Your assignment - Copy each line below that includes "sofa".

Natural-language object grounding data:
# # # #

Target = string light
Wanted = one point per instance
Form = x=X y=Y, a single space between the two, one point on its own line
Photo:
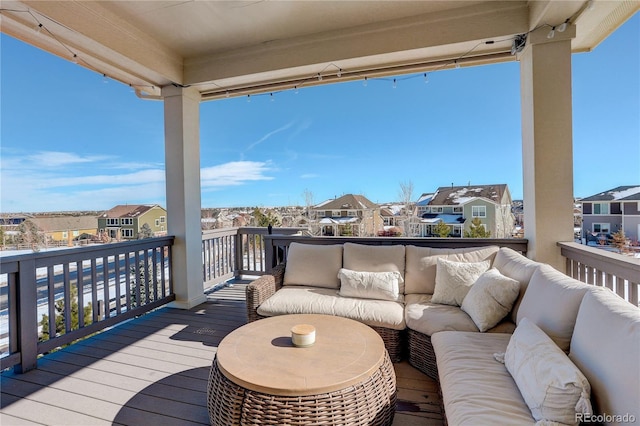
x=552 y=33
x=518 y=45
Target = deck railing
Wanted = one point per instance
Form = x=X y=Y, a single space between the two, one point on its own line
x=50 y=299
x=596 y=266
x=233 y=252
x=277 y=245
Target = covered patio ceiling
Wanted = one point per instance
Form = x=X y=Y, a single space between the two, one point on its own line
x=234 y=48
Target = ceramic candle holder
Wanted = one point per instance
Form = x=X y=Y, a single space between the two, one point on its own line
x=303 y=335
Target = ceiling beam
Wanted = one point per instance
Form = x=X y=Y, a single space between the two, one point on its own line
x=100 y=34
x=385 y=41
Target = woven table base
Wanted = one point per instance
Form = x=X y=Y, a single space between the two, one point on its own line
x=421 y=354
x=370 y=402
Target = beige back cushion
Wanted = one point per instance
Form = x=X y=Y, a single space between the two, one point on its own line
x=313 y=265
x=512 y=264
x=420 y=273
x=551 y=302
x=606 y=347
x=360 y=257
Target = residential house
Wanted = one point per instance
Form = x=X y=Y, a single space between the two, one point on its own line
x=422 y=205
x=123 y=222
x=457 y=206
x=349 y=215
x=66 y=229
x=612 y=210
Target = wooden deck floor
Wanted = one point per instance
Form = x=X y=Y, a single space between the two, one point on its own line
x=153 y=371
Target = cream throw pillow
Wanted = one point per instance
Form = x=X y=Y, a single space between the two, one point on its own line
x=551 y=385
x=370 y=285
x=454 y=279
x=490 y=299
x=313 y=265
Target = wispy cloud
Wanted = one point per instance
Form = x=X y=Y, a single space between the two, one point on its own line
x=58 y=159
x=93 y=182
x=234 y=173
x=268 y=135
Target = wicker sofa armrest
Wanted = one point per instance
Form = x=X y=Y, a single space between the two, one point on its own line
x=263 y=288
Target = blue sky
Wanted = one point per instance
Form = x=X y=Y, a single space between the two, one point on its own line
x=71 y=140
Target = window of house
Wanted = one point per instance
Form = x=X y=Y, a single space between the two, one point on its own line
x=478 y=211
x=600 y=208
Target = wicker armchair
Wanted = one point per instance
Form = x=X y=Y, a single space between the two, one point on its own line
x=265 y=286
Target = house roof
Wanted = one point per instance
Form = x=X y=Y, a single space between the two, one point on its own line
x=64 y=223
x=458 y=195
x=621 y=193
x=348 y=202
x=424 y=199
x=128 y=210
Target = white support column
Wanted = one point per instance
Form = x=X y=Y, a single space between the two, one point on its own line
x=547 y=143
x=182 y=165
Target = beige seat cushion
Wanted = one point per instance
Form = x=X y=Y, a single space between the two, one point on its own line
x=360 y=257
x=316 y=300
x=476 y=389
x=429 y=318
x=514 y=265
x=314 y=265
x=420 y=274
x=606 y=347
x=551 y=302
x=552 y=386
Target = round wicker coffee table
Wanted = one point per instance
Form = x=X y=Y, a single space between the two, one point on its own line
x=345 y=378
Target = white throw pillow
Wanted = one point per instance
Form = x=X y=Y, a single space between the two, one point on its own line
x=490 y=299
x=313 y=265
x=370 y=285
x=551 y=385
x=453 y=280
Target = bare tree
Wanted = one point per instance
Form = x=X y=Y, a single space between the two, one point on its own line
x=312 y=224
x=406 y=198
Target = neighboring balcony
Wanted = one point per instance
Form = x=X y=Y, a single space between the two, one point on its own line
x=152 y=366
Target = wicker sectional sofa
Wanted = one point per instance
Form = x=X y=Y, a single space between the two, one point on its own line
x=599 y=331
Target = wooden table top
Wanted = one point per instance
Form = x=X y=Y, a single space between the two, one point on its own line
x=260 y=356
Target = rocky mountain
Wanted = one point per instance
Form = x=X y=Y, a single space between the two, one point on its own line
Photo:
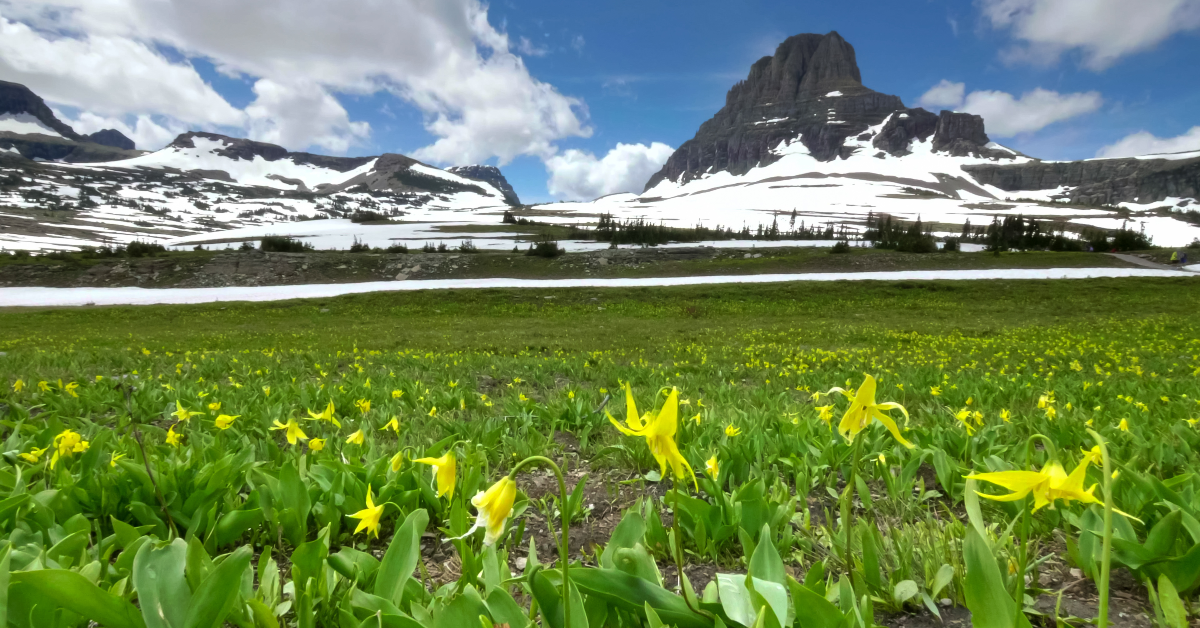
x=490 y=174
x=810 y=91
x=29 y=127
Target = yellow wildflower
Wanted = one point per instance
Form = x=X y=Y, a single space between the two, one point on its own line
x=443 y=472
x=293 y=430
x=863 y=411
x=369 y=518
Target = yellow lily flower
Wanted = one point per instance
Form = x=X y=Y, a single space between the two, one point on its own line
x=293 y=430
x=659 y=431
x=495 y=507
x=34 y=455
x=712 y=467
x=443 y=471
x=863 y=411
x=369 y=518
x=183 y=413
x=325 y=416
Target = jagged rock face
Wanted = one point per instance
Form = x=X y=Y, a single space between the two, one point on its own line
x=111 y=137
x=903 y=129
x=246 y=149
x=811 y=87
x=490 y=174
x=16 y=97
x=1098 y=181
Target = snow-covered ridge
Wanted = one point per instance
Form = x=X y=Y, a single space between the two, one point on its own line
x=25 y=124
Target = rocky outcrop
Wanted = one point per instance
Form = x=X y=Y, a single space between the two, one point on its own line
x=1098 y=181
x=111 y=137
x=16 y=97
x=903 y=129
x=235 y=148
x=810 y=88
x=490 y=174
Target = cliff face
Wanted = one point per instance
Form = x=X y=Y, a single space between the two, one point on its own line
x=811 y=87
x=1098 y=181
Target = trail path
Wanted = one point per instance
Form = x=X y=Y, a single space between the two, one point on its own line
x=71 y=297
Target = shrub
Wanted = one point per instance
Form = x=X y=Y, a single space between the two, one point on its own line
x=545 y=247
x=280 y=244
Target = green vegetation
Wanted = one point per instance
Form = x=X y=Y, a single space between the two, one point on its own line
x=271 y=464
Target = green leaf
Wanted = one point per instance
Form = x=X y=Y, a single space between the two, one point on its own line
x=215 y=597
x=1173 y=606
x=990 y=604
x=766 y=564
x=627 y=534
x=235 y=522
x=76 y=593
x=813 y=610
x=162 y=588
x=401 y=558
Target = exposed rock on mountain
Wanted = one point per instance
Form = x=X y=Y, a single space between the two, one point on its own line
x=490 y=174
x=111 y=137
x=1099 y=181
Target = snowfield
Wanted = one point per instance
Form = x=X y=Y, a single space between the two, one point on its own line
x=75 y=297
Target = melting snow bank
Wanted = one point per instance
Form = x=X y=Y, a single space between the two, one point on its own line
x=66 y=297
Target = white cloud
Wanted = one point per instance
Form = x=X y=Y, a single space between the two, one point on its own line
x=443 y=57
x=145 y=132
x=942 y=95
x=299 y=114
x=1144 y=143
x=580 y=175
x=108 y=76
x=1006 y=115
x=1103 y=30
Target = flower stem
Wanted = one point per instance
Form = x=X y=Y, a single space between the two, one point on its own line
x=1107 y=552
x=563 y=542
x=847 y=510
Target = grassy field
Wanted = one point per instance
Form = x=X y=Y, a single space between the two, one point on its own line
x=262 y=435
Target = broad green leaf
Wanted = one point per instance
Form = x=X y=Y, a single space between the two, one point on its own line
x=813 y=610
x=766 y=564
x=163 y=593
x=219 y=592
x=989 y=603
x=401 y=558
x=73 y=592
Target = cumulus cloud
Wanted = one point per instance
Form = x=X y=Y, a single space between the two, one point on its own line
x=1007 y=115
x=1103 y=30
x=580 y=175
x=943 y=94
x=301 y=113
x=1144 y=143
x=444 y=57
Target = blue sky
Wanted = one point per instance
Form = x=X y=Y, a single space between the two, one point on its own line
x=651 y=72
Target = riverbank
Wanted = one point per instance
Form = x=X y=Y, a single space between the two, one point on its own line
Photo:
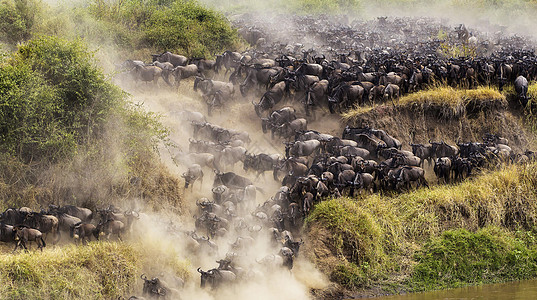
x=475 y=232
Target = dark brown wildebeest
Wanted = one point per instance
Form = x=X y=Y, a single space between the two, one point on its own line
x=44 y=223
x=84 y=231
x=110 y=227
x=215 y=277
x=193 y=173
x=24 y=234
x=442 y=169
x=174 y=59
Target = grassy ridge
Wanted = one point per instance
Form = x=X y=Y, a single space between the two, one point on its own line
x=100 y=270
x=376 y=238
x=443 y=101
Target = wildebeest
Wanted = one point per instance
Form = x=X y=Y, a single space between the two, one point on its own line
x=183 y=72
x=288 y=130
x=193 y=173
x=214 y=277
x=229 y=156
x=299 y=148
x=149 y=73
x=424 y=152
x=44 y=223
x=155 y=287
x=442 y=149
x=406 y=175
x=442 y=169
x=24 y=234
x=174 y=59
x=260 y=163
x=316 y=95
x=110 y=227
x=231 y=180
x=84 y=214
x=271 y=97
x=278 y=117
x=13 y=216
x=521 y=89
x=83 y=232
x=7 y=235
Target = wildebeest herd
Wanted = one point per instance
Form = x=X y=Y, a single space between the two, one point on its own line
x=22 y=225
x=347 y=66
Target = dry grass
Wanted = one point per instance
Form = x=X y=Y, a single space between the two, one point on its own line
x=449 y=96
x=100 y=270
x=392 y=229
x=352 y=114
x=442 y=101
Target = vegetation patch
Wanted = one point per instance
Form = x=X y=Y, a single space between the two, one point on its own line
x=381 y=240
x=440 y=101
x=100 y=270
x=460 y=257
x=447 y=102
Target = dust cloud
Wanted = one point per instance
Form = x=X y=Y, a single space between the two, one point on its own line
x=261 y=274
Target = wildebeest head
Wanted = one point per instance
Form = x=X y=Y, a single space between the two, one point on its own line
x=206 y=277
x=153 y=286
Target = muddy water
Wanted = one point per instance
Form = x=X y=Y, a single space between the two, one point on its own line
x=519 y=290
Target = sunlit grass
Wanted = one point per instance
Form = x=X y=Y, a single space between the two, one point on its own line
x=376 y=237
x=444 y=101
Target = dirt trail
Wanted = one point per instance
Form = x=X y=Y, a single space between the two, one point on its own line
x=257 y=281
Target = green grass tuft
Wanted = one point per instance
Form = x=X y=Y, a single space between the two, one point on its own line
x=100 y=270
x=378 y=240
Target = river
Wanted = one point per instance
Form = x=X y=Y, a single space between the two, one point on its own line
x=519 y=290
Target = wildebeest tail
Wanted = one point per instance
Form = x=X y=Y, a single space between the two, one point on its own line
x=260 y=189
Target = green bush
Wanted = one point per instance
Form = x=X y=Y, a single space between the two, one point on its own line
x=180 y=26
x=52 y=97
x=18 y=19
x=459 y=257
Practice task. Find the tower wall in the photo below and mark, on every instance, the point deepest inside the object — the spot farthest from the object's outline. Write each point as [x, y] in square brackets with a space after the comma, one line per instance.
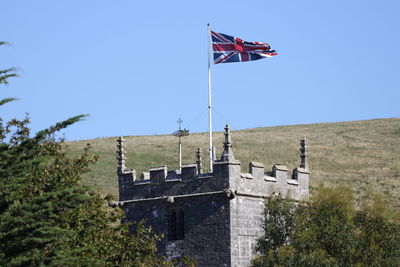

# # # #

Result of this task -
Target = wicker sofa armrest
Target = wicker sectional sofa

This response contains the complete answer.